[EXERCISE INPUTS Boundary: Start]

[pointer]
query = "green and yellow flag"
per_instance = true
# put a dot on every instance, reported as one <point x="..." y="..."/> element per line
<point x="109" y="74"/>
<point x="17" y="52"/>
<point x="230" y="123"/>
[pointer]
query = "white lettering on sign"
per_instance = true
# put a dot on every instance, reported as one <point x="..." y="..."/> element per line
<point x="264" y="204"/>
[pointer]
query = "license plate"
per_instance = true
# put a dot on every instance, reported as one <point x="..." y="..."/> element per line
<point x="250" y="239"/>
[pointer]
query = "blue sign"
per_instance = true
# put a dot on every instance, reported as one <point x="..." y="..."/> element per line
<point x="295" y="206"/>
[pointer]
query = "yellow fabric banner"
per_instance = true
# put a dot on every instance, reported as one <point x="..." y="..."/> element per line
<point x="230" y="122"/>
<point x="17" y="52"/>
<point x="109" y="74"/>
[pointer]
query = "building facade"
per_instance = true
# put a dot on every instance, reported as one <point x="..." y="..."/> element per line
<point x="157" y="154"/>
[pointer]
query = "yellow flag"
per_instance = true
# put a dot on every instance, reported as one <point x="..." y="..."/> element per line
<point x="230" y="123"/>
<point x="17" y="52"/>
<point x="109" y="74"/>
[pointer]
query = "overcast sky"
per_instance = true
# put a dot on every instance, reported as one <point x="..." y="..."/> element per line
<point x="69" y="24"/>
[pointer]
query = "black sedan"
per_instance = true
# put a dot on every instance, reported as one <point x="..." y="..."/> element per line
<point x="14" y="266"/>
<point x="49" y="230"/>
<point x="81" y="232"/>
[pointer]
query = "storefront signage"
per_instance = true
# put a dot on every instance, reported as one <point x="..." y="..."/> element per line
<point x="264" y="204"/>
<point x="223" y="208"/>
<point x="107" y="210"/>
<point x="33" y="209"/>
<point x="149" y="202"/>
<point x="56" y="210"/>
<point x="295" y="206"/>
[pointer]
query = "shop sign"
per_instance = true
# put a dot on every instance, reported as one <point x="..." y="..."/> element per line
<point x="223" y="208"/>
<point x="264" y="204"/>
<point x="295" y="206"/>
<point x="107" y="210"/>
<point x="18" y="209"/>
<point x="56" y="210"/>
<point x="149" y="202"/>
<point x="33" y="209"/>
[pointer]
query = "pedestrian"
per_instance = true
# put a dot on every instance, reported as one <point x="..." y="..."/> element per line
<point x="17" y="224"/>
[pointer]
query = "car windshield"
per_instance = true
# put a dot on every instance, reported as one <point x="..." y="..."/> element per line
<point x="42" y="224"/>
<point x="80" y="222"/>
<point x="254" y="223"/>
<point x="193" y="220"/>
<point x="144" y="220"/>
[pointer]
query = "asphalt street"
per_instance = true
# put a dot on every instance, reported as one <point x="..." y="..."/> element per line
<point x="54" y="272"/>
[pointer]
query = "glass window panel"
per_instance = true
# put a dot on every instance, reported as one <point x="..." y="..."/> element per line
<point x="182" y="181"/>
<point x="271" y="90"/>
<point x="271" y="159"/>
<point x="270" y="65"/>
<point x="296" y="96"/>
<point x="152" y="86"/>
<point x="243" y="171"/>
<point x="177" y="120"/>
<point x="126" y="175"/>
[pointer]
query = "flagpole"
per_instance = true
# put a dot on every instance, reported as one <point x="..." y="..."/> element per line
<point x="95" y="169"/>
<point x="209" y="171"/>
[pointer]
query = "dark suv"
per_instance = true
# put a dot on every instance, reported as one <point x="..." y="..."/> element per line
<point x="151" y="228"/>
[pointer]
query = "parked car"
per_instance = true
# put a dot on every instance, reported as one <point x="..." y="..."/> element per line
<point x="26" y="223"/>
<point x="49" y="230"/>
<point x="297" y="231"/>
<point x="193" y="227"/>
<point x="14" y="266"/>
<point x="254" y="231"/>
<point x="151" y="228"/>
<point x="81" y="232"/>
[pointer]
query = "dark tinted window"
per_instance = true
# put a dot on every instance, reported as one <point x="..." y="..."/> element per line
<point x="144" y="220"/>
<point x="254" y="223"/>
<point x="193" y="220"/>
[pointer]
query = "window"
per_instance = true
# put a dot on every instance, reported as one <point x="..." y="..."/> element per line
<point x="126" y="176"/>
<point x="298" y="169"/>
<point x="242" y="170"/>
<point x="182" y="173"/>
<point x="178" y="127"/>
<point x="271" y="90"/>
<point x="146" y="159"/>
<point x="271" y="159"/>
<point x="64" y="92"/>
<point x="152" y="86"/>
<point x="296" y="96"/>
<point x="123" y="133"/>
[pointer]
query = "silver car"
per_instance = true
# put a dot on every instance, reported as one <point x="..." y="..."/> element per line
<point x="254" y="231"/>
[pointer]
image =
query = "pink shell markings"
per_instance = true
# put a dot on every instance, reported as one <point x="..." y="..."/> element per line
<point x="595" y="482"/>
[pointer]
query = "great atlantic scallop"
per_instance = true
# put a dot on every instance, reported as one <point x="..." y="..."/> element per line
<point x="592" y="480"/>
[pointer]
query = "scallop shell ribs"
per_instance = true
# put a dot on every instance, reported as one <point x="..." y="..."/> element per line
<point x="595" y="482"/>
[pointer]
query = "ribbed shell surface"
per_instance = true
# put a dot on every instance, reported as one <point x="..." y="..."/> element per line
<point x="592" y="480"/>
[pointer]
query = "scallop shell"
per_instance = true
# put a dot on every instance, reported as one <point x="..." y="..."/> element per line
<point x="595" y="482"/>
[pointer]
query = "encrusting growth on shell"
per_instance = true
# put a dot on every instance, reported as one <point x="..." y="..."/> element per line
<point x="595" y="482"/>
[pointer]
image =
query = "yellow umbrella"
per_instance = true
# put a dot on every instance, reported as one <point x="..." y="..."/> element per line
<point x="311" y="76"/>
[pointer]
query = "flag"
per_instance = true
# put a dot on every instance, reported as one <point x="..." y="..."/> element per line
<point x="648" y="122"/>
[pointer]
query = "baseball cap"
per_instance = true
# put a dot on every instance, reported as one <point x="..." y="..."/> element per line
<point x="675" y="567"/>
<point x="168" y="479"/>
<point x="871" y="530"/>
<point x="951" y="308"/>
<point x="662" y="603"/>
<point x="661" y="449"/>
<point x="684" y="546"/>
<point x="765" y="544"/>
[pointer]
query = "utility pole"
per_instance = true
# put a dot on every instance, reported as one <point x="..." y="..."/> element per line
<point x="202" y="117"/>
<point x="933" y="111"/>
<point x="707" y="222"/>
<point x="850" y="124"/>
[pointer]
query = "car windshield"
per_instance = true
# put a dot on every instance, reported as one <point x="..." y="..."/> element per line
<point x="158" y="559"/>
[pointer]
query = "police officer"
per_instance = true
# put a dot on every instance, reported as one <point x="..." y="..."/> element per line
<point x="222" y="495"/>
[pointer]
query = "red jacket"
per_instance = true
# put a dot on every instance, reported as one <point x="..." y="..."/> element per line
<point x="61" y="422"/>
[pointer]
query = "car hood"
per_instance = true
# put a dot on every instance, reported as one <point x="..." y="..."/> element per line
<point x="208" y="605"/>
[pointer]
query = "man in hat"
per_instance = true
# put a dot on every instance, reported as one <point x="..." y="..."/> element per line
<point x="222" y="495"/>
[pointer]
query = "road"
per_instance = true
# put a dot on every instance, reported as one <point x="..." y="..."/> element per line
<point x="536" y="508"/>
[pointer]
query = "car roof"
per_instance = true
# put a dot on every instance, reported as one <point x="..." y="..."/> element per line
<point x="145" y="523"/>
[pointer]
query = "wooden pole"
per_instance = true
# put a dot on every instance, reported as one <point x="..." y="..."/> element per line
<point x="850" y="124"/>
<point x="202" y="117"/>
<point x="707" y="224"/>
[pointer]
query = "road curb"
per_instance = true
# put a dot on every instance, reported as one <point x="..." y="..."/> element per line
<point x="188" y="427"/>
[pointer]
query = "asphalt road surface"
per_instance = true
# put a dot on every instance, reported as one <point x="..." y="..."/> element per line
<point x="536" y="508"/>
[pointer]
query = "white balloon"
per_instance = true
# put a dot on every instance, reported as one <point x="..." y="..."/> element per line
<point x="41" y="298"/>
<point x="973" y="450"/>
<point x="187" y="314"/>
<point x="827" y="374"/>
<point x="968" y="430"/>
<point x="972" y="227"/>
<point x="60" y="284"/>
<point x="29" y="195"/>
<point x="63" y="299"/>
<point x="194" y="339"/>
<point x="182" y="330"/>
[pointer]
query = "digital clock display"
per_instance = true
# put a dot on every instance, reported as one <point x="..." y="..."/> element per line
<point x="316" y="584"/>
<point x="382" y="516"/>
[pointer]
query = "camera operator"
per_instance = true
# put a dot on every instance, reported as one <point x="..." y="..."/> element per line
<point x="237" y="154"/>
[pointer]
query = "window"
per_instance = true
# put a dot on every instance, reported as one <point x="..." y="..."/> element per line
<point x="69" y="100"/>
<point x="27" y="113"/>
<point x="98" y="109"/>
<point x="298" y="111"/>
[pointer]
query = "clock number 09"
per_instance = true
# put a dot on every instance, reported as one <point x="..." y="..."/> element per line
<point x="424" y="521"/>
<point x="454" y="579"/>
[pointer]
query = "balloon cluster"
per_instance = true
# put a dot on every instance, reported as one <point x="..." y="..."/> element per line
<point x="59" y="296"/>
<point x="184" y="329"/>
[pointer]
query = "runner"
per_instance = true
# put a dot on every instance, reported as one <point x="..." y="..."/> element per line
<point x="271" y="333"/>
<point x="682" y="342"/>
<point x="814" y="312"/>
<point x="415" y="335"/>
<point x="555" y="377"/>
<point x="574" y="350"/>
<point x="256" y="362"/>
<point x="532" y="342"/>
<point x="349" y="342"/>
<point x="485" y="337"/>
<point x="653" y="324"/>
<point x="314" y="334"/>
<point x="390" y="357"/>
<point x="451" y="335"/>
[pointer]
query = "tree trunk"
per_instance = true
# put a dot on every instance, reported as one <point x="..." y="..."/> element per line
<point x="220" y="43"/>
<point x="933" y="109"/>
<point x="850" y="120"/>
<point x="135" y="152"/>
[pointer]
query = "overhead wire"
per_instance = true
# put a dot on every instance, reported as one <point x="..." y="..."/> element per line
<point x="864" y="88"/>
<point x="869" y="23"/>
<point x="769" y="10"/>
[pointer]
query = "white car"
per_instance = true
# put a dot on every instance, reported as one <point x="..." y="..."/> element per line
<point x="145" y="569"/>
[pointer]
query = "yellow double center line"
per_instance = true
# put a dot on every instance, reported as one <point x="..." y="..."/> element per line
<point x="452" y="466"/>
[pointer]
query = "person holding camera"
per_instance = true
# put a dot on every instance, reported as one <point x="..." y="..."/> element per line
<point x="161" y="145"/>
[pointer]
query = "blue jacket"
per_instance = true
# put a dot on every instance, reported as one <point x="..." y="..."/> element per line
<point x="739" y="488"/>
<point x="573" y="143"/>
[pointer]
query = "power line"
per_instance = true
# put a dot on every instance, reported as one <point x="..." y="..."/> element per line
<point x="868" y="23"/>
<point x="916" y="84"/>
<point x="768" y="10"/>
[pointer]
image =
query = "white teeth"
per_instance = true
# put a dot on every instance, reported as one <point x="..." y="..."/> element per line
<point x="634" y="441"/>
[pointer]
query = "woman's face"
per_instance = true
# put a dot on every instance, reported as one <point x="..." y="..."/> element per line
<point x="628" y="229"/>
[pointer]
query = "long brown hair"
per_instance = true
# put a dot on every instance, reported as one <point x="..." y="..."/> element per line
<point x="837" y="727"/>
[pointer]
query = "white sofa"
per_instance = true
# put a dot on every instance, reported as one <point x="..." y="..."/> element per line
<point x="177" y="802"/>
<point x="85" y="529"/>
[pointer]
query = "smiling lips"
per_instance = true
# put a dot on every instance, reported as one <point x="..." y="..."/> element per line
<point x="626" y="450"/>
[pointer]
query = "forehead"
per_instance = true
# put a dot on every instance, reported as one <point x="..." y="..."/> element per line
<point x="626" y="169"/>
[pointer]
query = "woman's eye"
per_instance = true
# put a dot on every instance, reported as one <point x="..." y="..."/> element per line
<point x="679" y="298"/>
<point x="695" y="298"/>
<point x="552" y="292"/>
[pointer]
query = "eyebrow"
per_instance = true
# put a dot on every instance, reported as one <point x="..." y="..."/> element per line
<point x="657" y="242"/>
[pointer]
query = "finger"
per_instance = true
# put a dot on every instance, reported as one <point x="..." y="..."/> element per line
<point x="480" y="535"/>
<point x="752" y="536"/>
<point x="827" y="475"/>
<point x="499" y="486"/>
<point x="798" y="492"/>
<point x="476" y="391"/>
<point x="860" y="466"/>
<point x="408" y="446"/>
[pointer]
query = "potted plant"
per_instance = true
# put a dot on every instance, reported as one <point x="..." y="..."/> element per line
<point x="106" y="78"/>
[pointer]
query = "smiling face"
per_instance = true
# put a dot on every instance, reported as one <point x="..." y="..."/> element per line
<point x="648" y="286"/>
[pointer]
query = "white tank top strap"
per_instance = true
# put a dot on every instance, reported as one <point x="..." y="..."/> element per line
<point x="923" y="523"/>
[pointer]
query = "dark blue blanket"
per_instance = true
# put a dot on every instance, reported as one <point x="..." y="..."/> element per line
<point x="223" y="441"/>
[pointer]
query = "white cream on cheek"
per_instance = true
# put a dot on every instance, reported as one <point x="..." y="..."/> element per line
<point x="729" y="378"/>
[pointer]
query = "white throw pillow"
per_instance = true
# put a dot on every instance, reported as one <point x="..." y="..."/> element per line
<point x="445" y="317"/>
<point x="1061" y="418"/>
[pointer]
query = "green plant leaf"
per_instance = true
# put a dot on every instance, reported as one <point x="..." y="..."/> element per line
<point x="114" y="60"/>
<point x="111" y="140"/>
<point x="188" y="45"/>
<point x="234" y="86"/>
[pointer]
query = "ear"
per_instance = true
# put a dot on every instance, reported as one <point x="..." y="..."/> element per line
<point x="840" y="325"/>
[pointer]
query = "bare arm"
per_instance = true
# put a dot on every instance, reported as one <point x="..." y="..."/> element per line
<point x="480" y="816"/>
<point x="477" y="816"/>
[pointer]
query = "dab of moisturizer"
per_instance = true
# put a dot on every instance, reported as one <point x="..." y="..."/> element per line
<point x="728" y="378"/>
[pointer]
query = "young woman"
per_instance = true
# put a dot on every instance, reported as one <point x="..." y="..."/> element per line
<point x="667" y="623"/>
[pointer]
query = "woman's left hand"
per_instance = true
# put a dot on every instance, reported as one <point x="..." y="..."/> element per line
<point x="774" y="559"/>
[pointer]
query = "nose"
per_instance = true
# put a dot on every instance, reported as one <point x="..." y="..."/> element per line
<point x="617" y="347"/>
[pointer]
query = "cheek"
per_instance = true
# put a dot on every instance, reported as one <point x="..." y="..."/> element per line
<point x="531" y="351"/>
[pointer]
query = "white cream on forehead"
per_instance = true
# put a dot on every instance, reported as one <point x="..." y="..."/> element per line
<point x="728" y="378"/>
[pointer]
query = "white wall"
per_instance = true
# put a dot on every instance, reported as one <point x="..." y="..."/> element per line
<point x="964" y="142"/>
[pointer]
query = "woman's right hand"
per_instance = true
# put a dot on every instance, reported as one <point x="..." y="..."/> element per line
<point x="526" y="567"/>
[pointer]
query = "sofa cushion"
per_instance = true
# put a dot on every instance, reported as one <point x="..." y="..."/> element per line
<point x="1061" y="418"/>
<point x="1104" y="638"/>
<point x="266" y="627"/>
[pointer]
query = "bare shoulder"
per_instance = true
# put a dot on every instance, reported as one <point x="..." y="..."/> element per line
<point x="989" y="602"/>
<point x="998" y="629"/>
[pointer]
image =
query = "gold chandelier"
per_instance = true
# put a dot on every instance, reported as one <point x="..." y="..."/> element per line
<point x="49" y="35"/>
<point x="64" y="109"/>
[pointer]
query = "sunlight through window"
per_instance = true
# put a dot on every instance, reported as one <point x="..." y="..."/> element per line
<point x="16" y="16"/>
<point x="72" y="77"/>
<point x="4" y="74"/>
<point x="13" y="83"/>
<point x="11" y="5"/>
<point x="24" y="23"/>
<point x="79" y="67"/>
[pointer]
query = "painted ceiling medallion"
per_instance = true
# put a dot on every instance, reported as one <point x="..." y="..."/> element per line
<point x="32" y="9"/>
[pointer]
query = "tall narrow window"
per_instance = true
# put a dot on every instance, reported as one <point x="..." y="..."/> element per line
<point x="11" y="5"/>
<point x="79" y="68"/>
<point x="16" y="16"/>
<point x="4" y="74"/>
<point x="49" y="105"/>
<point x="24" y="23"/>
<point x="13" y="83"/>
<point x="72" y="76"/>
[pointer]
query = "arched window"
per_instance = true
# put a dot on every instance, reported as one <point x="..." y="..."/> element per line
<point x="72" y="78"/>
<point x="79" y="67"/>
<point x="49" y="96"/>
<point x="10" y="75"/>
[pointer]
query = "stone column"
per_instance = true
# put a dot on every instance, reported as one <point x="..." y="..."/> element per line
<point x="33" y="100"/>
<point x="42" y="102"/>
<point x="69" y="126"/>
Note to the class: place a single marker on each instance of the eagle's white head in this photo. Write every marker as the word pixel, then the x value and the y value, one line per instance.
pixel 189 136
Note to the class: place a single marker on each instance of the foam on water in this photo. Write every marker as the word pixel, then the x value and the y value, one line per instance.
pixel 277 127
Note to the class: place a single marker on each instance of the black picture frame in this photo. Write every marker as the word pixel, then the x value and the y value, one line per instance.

[EXERCISE INPUTS Boundary: End]

Each line with the word "scallop" in the records above belongs in the result; copy all of them.

RESPONSE BELOW =>
query = "great atlantic scallop"
query = "scallop shell ribs"
query = "scallop shell"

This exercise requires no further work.